*MATERIAL SHOWN*.
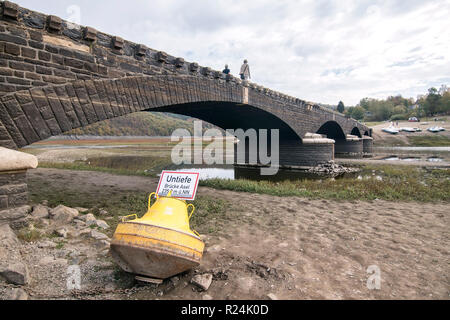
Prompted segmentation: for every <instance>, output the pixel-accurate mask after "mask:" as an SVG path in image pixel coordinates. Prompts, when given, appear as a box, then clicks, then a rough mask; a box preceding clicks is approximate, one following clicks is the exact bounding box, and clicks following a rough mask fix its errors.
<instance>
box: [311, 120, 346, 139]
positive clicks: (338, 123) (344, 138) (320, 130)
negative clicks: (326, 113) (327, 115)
mask: <svg viewBox="0 0 450 320" xmlns="http://www.w3.org/2000/svg"><path fill="white" fill-rule="evenodd" d="M316 133H319V134H324V135H326V136H327V138H329V139H334V140H338V139H345V133H344V130H343V129H342V127H341V126H340V125H339V123H337V122H336V121H327V122H325V123H324V124H323V125H322V126H321V127H320V128H319V130H317V132H316Z"/></svg>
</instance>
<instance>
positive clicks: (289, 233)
mask: <svg viewBox="0 0 450 320" xmlns="http://www.w3.org/2000/svg"><path fill="white" fill-rule="evenodd" d="M29 180H30V189H31V190H30V191H31V192H36V190H35V189H36V188H39V187H40V186H42V185H43V184H44V183H47V185H46V188H50V187H51V188H53V189H54V190H55V192H71V193H74V194H80V195H81V196H82V195H83V194H86V193H93V194H94V195H96V196H97V197H98V198H99V201H100V199H102V198H104V197H108V196H117V197H118V196H120V195H121V194H123V193H124V192H128V191H133V192H151V191H154V189H155V187H156V183H157V180H156V179H153V178H145V177H127V176H114V175H111V174H106V173H99V172H86V171H70V170H56V169H37V170H33V171H31V172H30V175H29ZM33 189H34V190H33ZM198 194H199V195H203V196H208V197H211V198H215V199H221V200H225V201H227V202H228V203H230V206H229V208H228V209H227V210H229V211H230V214H232V215H231V216H232V217H233V218H232V219H229V220H226V221H217V223H218V224H219V223H220V225H221V226H222V227H221V228H220V230H219V231H212V232H210V233H206V234H205V241H206V249H207V250H206V252H205V254H204V257H203V261H202V264H201V265H200V267H198V268H197V269H196V270H193V271H192V272H191V273H188V274H185V275H181V276H180V277H179V278H177V279H176V280H173V281H172V280H168V281H165V282H164V283H163V284H162V285H160V286H159V287H157V288H154V287H143V288H142V287H139V290H135V291H133V290H131V291H128V292H126V293H125V292H117V293H115V292H111V293H101V291H99V293H98V294H96V293H95V290H94V291H93V294H92V295H88V296H85V297H84V298H86V299H100V298H112V299H128V298H130V299H202V298H203V297H204V295H205V294H208V295H209V296H211V297H212V298H214V299H268V296H267V295H268V294H273V295H275V296H276V297H277V298H280V299H448V298H449V294H450V292H449V286H448V283H449V280H450V278H449V265H448V255H449V252H448V249H449V248H450V233H449V230H450V228H449V226H450V218H449V215H448V204H447V203H436V204H432V203H427V204H422V203H413V202H411V203H408V202H387V201H378V200H377V201H373V202H361V201H354V202H349V201H342V202H341V201H330V200H308V199H303V198H297V197H284V198H280V197H272V196H267V195H258V194H250V193H238V192H231V191H222V190H214V189H210V188H205V187H201V188H200V189H199V191H198ZM102 219H105V220H106V221H108V219H107V217H106V218H104V217H102ZM255 244H257V245H255ZM24 245H25V246H29V245H30V244H24ZM70 246H73V247H74V248H76V244H70V242H69V247H70ZM84 247H86V245H85V244H84ZM46 250H47V251H48V252H46V255H53V256H55V257H56V258H60V257H61V255H62V254H61V253H59V251H58V250H61V249H58V248H51V249H49V248H46ZM87 250H89V248H88V249H87ZM32 253H33V250H31V249H30V248H29V249H28V250H26V249H24V250H23V253H22V254H23V255H25V256H26V255H27V254H32ZM34 254H35V253H34ZM28 259H31V257H30V258H28ZM86 261H88V262H86V263H88V265H87V266H86V270H88V269H89V270H105V272H106V275H103V276H102V272H101V271H98V272H99V277H95V276H91V277H89V281H86V282H84V283H83V285H82V286H84V287H83V289H89V288H93V289H95V288H99V287H108V288H109V287H111V288H114V286H117V285H118V284H117V283H116V282H117V281H120V279H118V280H117V279H115V277H114V272H113V270H114V268H115V267H114V264H113V263H112V262H111V261H110V260H109V258H108V257H107V256H104V257H103V256H99V257H98V258H96V259H88V260H86ZM83 263H84V262H81V267H82V269H83V268H85V267H83ZM372 265H376V266H377V267H379V269H380V271H381V288H380V290H369V289H368V288H367V279H368V277H369V276H370V275H369V274H368V273H367V268H368V267H369V266H372ZM55 268H58V267H56V266H55ZM33 270H34V269H32V270H31V277H32V278H33V277H34V279H36V281H40V280H39V274H38V273H37V274H33V272H34V271H33ZM60 271H61V272H63V271H64V270H60ZM203 273H210V274H212V275H213V282H212V284H211V286H210V288H209V289H208V291H207V292H206V293H205V292H200V291H198V290H197V289H195V287H194V286H193V285H192V284H190V282H189V279H190V278H191V277H192V276H193V275H195V274H203ZM45 279H46V278H45ZM45 279H44V278H43V279H42V281H45ZM63 280H64V279H59V278H58V277H56V278H55V279H54V280H53V281H54V282H55V285H58V286H61V285H62V284H56V282H58V281H63ZM122 280H123V279H122ZM129 285H130V288H132V287H133V286H134V284H133V283H132V281H131V282H130V284H129ZM31 286H33V284H31ZM36 288H38V286H36Z"/></svg>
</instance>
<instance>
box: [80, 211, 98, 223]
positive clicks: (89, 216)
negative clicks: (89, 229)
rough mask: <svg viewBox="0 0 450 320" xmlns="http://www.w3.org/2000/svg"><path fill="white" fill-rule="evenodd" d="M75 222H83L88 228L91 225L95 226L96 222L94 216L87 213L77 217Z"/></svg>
mask: <svg viewBox="0 0 450 320" xmlns="http://www.w3.org/2000/svg"><path fill="white" fill-rule="evenodd" d="M77 220H81V221H84V222H85V223H86V225H87V226H90V225H91V224H95V222H96V219H95V216H94V215H93V214H92V213H88V214H85V215H79V216H78V217H77Z"/></svg>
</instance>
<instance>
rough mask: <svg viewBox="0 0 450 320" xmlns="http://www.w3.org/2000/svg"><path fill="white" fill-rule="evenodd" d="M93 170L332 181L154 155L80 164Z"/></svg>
mask: <svg viewBox="0 0 450 320" xmlns="http://www.w3.org/2000/svg"><path fill="white" fill-rule="evenodd" d="M80 162H82V163H85V164H88V165H90V166H93V167H103V168H111V169H126V170H135V171H138V170H140V171H144V172H148V173H155V174H157V175H158V176H159V172H160V171H161V170H171V171H178V172H180V171H187V172H199V173H200V176H199V177H200V180H208V179H231V180H234V179H248V180H254V181H262V180H266V181H275V182H276V181H284V180H303V179H328V178H331V176H324V175H318V174H317V173H312V172H307V171H303V170H283V169H280V170H279V171H278V172H277V174H275V175H271V176H262V175H261V170H260V168H257V167H243V166H234V165H212V166H211V165H174V164H173V163H172V162H171V161H170V158H161V157H156V156H155V157H151V156H109V157H93V158H88V159H87V160H85V161H80ZM356 176H357V174H356V173H345V174H341V175H339V176H335V177H334V178H336V179H339V178H343V177H351V178H356Z"/></svg>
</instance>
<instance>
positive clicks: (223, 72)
mask: <svg viewBox="0 0 450 320" xmlns="http://www.w3.org/2000/svg"><path fill="white" fill-rule="evenodd" d="M222 72H223V73H225V74H229V73H230V69H228V65H227V64H226V65H225V69H223V70H222Z"/></svg>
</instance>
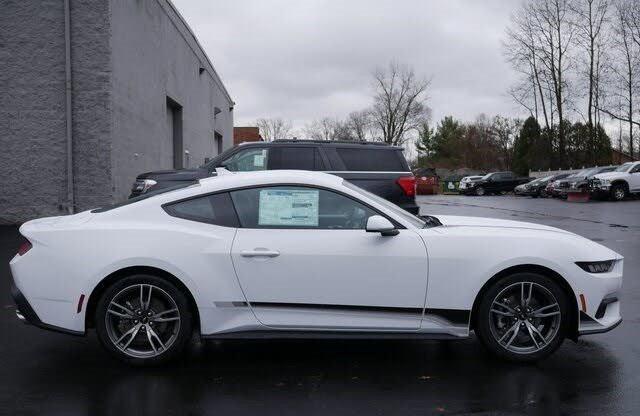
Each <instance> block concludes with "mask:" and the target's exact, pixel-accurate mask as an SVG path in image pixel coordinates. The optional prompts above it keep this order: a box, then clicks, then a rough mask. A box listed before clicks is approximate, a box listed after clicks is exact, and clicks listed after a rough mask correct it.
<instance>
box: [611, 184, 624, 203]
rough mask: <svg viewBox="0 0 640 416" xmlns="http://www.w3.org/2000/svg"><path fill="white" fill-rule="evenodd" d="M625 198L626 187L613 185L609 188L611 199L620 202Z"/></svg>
mask: <svg viewBox="0 0 640 416" xmlns="http://www.w3.org/2000/svg"><path fill="white" fill-rule="evenodd" d="M626 196H627V187H626V186H624V185H623V184H615V185H613V186H612V187H611V199H613V200H614V201H622V200H623V199H624V198H625V197H626Z"/></svg>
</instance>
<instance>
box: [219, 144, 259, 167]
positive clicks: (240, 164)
mask: <svg viewBox="0 0 640 416" xmlns="http://www.w3.org/2000/svg"><path fill="white" fill-rule="evenodd" d="M222 164H223V165H224V167H225V168H226V169H227V170H230V171H232V172H248V171H254V170H265V169H266V168H267V149H261V148H252V149H245V150H241V151H239V152H238V153H236V154H234V155H233V156H231V157H230V158H229V159H227V160H225V161H224V162H222Z"/></svg>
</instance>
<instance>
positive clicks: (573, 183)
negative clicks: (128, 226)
mask: <svg viewBox="0 0 640 416" xmlns="http://www.w3.org/2000/svg"><path fill="white" fill-rule="evenodd" d="M617 167H618V166H605V167H601V168H594V169H592V170H591V171H590V172H589V173H588V175H587V176H586V177H584V178H577V179H576V180H574V181H572V182H571V183H570V184H569V192H589V190H590V185H589V183H590V182H591V180H592V179H593V178H594V177H595V176H596V175H599V174H601V173H607V172H611V171H613V170H615V169H616V168H617Z"/></svg>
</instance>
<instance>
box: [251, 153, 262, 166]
mask: <svg viewBox="0 0 640 416" xmlns="http://www.w3.org/2000/svg"><path fill="white" fill-rule="evenodd" d="M253 166H255V167H257V168H263V167H264V152H263V153H262V154H259V155H254V156H253Z"/></svg>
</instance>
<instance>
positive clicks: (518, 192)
mask: <svg viewBox="0 0 640 416" xmlns="http://www.w3.org/2000/svg"><path fill="white" fill-rule="evenodd" d="M537 180H538V179H534V180H532V181H531V182H535V181H537ZM531 182H527V183H523V184H520V185H518V186H516V187H515V188H513V193H514V194H515V195H518V196H525V190H526V186H527V184H529V183H531Z"/></svg>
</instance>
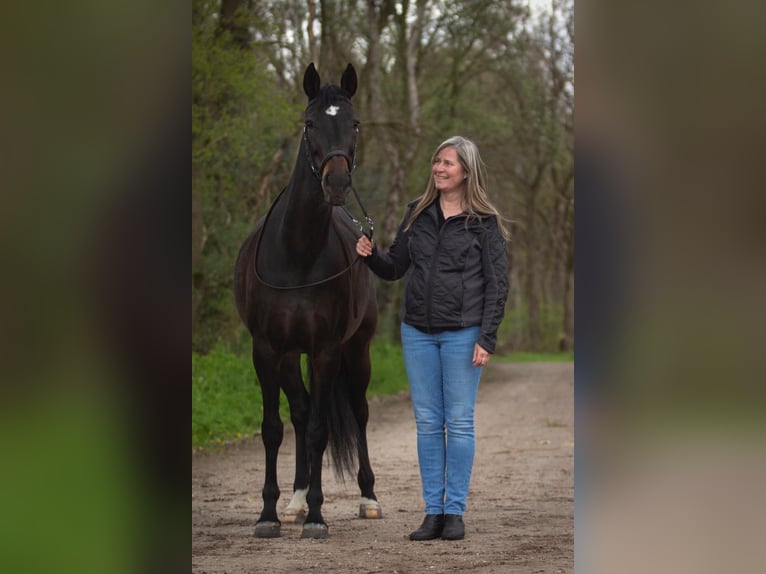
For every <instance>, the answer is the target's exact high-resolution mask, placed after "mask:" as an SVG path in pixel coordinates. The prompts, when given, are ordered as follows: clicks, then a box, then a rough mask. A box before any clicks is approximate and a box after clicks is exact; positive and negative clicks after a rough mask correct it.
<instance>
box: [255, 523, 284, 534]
mask: <svg viewBox="0 0 766 574" xmlns="http://www.w3.org/2000/svg"><path fill="white" fill-rule="evenodd" d="M279 527H280V523H279V522H258V523H257V524H256V525H255V537H256V538H279V536H280V528H279Z"/></svg>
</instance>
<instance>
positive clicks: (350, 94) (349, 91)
mask: <svg viewBox="0 0 766 574" xmlns="http://www.w3.org/2000/svg"><path fill="white" fill-rule="evenodd" d="M340 87H341V88H343V89H344V90H346V93H348V97H349V98H351V97H352V96H353V95H354V94H355V93H356V70H355V69H354V66H352V65H351V64H349V65H348V66H346V71H345V72H343V76H342V77H341V79H340Z"/></svg>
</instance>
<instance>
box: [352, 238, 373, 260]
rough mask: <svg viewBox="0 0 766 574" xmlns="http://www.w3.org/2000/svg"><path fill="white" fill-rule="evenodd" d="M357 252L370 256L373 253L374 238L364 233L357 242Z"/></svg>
mask: <svg viewBox="0 0 766 574" xmlns="http://www.w3.org/2000/svg"><path fill="white" fill-rule="evenodd" d="M356 252H357V253H358V254H359V256H360V257H369V256H370V255H372V240H371V239H369V238H368V237H367V236H366V235H362V236H361V237H360V238H359V240H358V241H357V242H356Z"/></svg>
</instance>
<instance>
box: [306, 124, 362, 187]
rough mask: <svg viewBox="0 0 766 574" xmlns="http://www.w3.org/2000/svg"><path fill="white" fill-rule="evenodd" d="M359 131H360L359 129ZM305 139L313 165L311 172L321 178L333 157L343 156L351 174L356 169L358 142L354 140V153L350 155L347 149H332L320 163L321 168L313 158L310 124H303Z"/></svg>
mask: <svg viewBox="0 0 766 574" xmlns="http://www.w3.org/2000/svg"><path fill="white" fill-rule="evenodd" d="M357 131H359V130H358V129H357ZM303 141H304V142H305V144H306V146H305V147H306V159H307V160H308V162H309V165H310V166H311V173H313V174H314V176H315V177H316V178H317V179H318V180H319V181H322V172H323V171H324V168H325V166H326V165H327V162H329V161H330V160H331V159H332V158H334V157H337V156H341V157H343V158H344V159H345V160H346V163H348V166H349V172H348V173H349V175H351V174H352V173H354V170H355V169H356V142H354V154H353V155H348V154H347V153H346V152H345V151H343V150H340V149H336V150H332V151H331V152H329V153H327V154H326V155H325V156H324V158H322V163H321V164H320V165H319V169H317V167H316V166H315V165H314V161H313V160H312V159H311V146H310V145H309V128H308V126H303Z"/></svg>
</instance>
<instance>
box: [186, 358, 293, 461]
mask: <svg viewBox="0 0 766 574" xmlns="http://www.w3.org/2000/svg"><path fill="white" fill-rule="evenodd" d="M257 381H258V379H257V377H256V375H255V370H254V369H253V363H252V361H251V360H250V357H249V356H248V355H236V354H234V353H232V352H230V351H227V350H226V349H224V348H223V346H220V345H219V346H217V347H215V348H214V349H213V350H212V351H211V352H210V353H208V354H207V355H200V354H197V353H192V447H193V448H196V447H200V446H208V445H214V444H222V443H223V442H224V441H228V440H232V439H238V438H242V437H243V436H247V435H251V434H253V433H254V432H257V431H260V428H261V422H262V421H263V402H262V400H261V390H260V388H259V387H258V382H257ZM288 412H289V411H288V409H287V400H286V399H285V397H284V395H283V396H282V397H281V403H280V413H282V415H283V418H284V419H287V418H288V417H287V416H286V415H287V413H288Z"/></svg>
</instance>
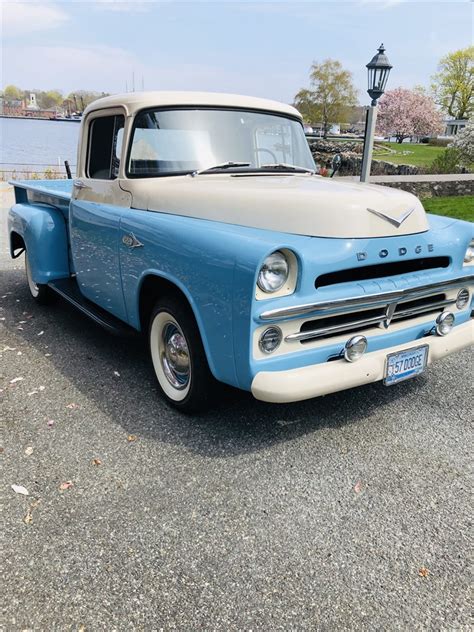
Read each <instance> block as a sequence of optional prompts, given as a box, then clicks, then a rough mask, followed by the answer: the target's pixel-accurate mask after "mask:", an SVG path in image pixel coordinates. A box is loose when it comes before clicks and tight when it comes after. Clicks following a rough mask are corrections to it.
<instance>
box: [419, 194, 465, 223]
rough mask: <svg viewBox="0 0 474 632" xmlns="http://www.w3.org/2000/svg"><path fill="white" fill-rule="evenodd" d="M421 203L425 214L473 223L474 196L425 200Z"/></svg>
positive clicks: (464, 195) (442, 197)
mask: <svg viewBox="0 0 474 632" xmlns="http://www.w3.org/2000/svg"><path fill="white" fill-rule="evenodd" d="M422 202H423V206H424V207H425V210H426V212H427V213H434V214H435V215H445V216H446V217H455V218H456V219H464V220H466V221H468V222H474V195H463V196H454V195H453V196H452V197H439V198H425V199H424V200H422Z"/></svg>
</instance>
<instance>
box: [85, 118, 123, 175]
mask: <svg viewBox="0 0 474 632" xmlns="http://www.w3.org/2000/svg"><path fill="white" fill-rule="evenodd" d="M124 124H125V118H124V116H123V115H122V114H116V115H114V116H102V117H100V118H96V119H94V120H93V121H92V123H91V125H90V127H89V153H88V160H87V176H88V177H89V178H96V179H99V180H115V178H116V177H117V176H118V170H119V166H120V151H121V148H122V138H123V127H124Z"/></svg>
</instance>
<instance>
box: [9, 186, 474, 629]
mask: <svg viewBox="0 0 474 632" xmlns="http://www.w3.org/2000/svg"><path fill="white" fill-rule="evenodd" d="M10 201H11V193H10V192H7V193H5V192H4V193H3V202H2V206H4V207H5V206H8V205H9V204H10ZM5 219H6V209H5V208H4V209H3V210H2V211H1V214H0V247H1V248H0V249H1V255H0V417H1V419H2V426H3V428H4V430H3V443H2V446H3V448H2V453H1V455H0V456H1V457H2V461H3V468H2V471H3V476H2V481H3V484H2V496H3V501H2V504H3V530H2V531H3V535H2V540H3V543H2V549H3V554H2V556H3V564H2V565H3V569H4V572H3V579H2V590H1V593H2V601H3V608H4V614H3V629H5V630H7V631H10V630H12V631H13V630H31V631H33V630H34V631H36V630H48V631H50V630H61V631H62V630H76V631H79V630H82V631H84V630H87V631H89V630H90V631H95V630H120V631H121V630H146V631H148V630H183V631H191V630H206V631H208V630H209V631H211V630H219V631H220V630H226V631H227V630H247V631H250V630H253V631H255V630H269V631H272V630H328V631H334V630H410V631H412V630H468V629H472V628H471V627H470V624H471V623H472V620H471V619H470V616H469V614H470V606H471V605H472V604H470V602H469V587H470V585H471V582H472V574H471V570H470V569H472V566H470V555H471V553H472V530H471V517H472V505H471V504H470V492H471V489H472V465H471V463H472V373H471V368H472V352H471V351H469V350H466V351H464V352H463V353H461V354H459V355H457V356H451V357H449V358H446V359H444V360H443V361H440V362H438V363H437V364H436V365H434V366H433V367H431V368H430V369H429V370H428V371H427V372H426V374H424V375H423V376H420V377H419V378H416V379H414V380H411V381H407V382H405V383H402V384H400V385H397V386H393V387H390V388H386V387H384V386H383V385H382V384H374V385H370V386H367V387H362V388H358V389H353V390H350V391H346V392H342V393H338V394H335V395H331V396H327V397H324V398H320V399H317V400H312V401H308V402H304V403H299V404H292V405H284V406H277V405H268V404H263V403H259V402H256V401H254V400H253V399H252V397H251V396H250V395H249V394H246V393H241V392H237V391H232V390H227V391H226V395H225V397H224V399H223V401H222V402H221V403H220V404H219V406H217V407H216V409H215V410H213V411H211V412H209V413H207V414H206V415H204V416H201V417H195V418H192V417H186V416H184V415H181V414H179V413H178V412H175V411H173V410H171V409H169V408H168V407H167V406H166V405H165V404H164V403H163V401H161V400H160V398H159V396H158V394H157V391H156V389H155V385H154V376H153V373H152V370H151V367H150V363H149V361H148V358H147V353H146V348H145V345H144V344H143V342H142V341H141V340H140V338H136V339H134V338H127V339H118V338H114V337H112V336H110V335H108V334H107V333H105V332H104V331H102V330H101V329H99V328H98V327H97V326H95V325H94V324H93V323H91V322H89V321H88V320H87V319H86V318H85V317H83V316H82V315H81V314H79V313H78V312H76V311H74V309H73V308H72V307H70V306H68V305H67V304H66V303H64V302H61V301H60V302H58V303H57V304H56V305H54V306H52V307H39V306H37V305H35V304H34V302H33V301H32V300H31V299H30V298H29V294H28V290H27V286H26V280H25V275H24V270H23V265H24V262H23V258H20V259H18V260H15V261H12V260H10V259H9V257H8V256H7V253H6V249H7V244H6V221H5ZM12 485H17V486H22V487H24V488H25V489H26V490H27V491H28V495H27V496H26V495H23V494H21V493H17V492H15V491H14V490H13V489H12V487H11V486H12ZM17 491H18V490H17Z"/></svg>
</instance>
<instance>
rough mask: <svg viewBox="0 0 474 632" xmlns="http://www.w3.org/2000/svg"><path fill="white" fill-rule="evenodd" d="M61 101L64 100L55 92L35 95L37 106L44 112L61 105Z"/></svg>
mask: <svg viewBox="0 0 474 632" xmlns="http://www.w3.org/2000/svg"><path fill="white" fill-rule="evenodd" d="M63 100H64V97H63V95H62V94H61V93H60V92H58V91H57V90H49V91H48V92H39V93H38V95H37V101H38V104H39V106H40V107H41V108H42V109H44V110H48V109H49V108H52V107H54V106H55V105H61V103H62V102H63Z"/></svg>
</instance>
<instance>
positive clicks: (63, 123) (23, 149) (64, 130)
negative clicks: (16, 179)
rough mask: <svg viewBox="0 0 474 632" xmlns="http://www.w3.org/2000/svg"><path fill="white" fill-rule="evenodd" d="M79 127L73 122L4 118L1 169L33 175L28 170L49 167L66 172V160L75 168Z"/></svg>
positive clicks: (2, 119)
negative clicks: (67, 160) (72, 122)
mask: <svg viewBox="0 0 474 632" xmlns="http://www.w3.org/2000/svg"><path fill="white" fill-rule="evenodd" d="M79 128H80V125H79V123H72V122H64V121H41V120H28V119H14V118H0V171H1V172H2V174H3V175H7V173H10V174H11V173H12V172H13V171H15V172H16V174H17V177H30V174H29V173H28V172H30V171H31V172H39V173H41V172H44V170H45V169H47V168H48V167H49V168H54V169H55V170H60V171H61V175H62V174H64V161H65V160H68V161H69V163H70V164H71V165H72V167H73V169H72V170H73V171H74V166H75V164H76V152H77V140H78V137H79ZM58 165H59V166H58ZM23 172H25V173H23ZM8 177H11V176H9V175H8ZM0 179H2V178H1V177H0ZM3 179H7V178H5V177H3Z"/></svg>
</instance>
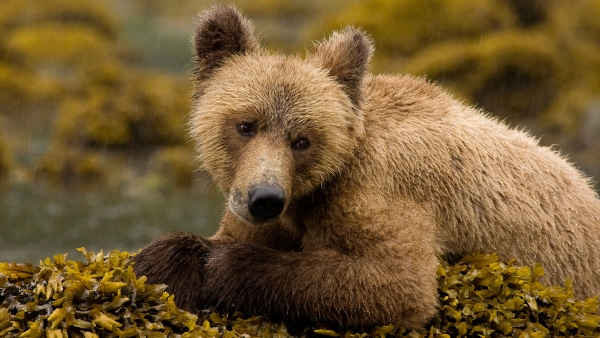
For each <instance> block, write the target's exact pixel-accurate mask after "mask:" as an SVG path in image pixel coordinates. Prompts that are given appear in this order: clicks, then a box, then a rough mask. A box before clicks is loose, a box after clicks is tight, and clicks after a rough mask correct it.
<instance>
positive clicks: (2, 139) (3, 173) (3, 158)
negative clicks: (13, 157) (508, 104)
mask: <svg viewBox="0 0 600 338" xmlns="http://www.w3.org/2000/svg"><path fill="white" fill-rule="evenodd" d="M10 162H11V161H10V157H9V154H8V148H7V147H6V144H5V143H4V140H3V139H2V138H0V181H1V180H2V179H4V178H5V177H6V176H7V174H8V170H9V169H10Z"/></svg>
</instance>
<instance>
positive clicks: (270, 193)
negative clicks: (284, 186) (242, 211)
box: [248, 185, 285, 221]
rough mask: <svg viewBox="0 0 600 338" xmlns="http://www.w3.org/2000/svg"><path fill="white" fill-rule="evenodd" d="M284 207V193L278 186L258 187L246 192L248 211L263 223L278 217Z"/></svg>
mask: <svg viewBox="0 0 600 338" xmlns="http://www.w3.org/2000/svg"><path fill="white" fill-rule="evenodd" d="M284 206H285V193H284V191H283V189H281V188H280V187H279V186H272V185H268V186H265V185H259V186H255V187H253V188H251V189H250V191H248V209H249V210H250V213H252V215H254V216H255V217H257V218H259V219H261V220H263V221H266V220H270V219H273V218H275V217H277V216H279V215H280V214H281V212H282V211H283V208H284Z"/></svg>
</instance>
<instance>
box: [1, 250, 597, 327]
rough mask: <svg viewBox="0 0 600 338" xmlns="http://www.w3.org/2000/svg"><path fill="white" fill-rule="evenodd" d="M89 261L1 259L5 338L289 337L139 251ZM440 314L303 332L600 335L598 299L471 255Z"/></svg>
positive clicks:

*EXERCISE DETAILS*.
Given the listing above, retype only the span of lines from the line with "positive clicks: (223, 72)" up to and including the line with "box: [219, 144, 259, 167]", exactly as it stands and without pictures.

*THE COMPLETED TASK*.
positive clicks: (223, 72)
mask: <svg viewBox="0 0 450 320" xmlns="http://www.w3.org/2000/svg"><path fill="white" fill-rule="evenodd" d="M222 72H223V73H225V74H229V73H230V69H228V65H227V64H226V65H225V69H223V70H222Z"/></svg>
</instance>
Each <instance> block concludes with "mask:" and the target's exact, pixel-accurate mask as an SVG path in image pixel coordinates. The optional prompts above it keep this order: a box, then clicks, then a rough mask. A box listed before clicks is approximate, a box listed after clicks is exact, and clicks listed after a rough mask correct it.
<instance>
box: [611, 184, 624, 203]
rough mask: <svg viewBox="0 0 640 416" xmlns="http://www.w3.org/2000/svg"><path fill="white" fill-rule="evenodd" d="M625 198L626 187L613 185L609 188L611 199L620 202Z"/></svg>
mask: <svg viewBox="0 0 640 416" xmlns="http://www.w3.org/2000/svg"><path fill="white" fill-rule="evenodd" d="M626 196H627V187H626V186H624V185H623V184H615V185H613V186H612V187H611V199H613V200H614V201H622V200H623V199H624V198H625V197H626Z"/></svg>
</instance>
<instance>
box: [219, 144, 259, 167]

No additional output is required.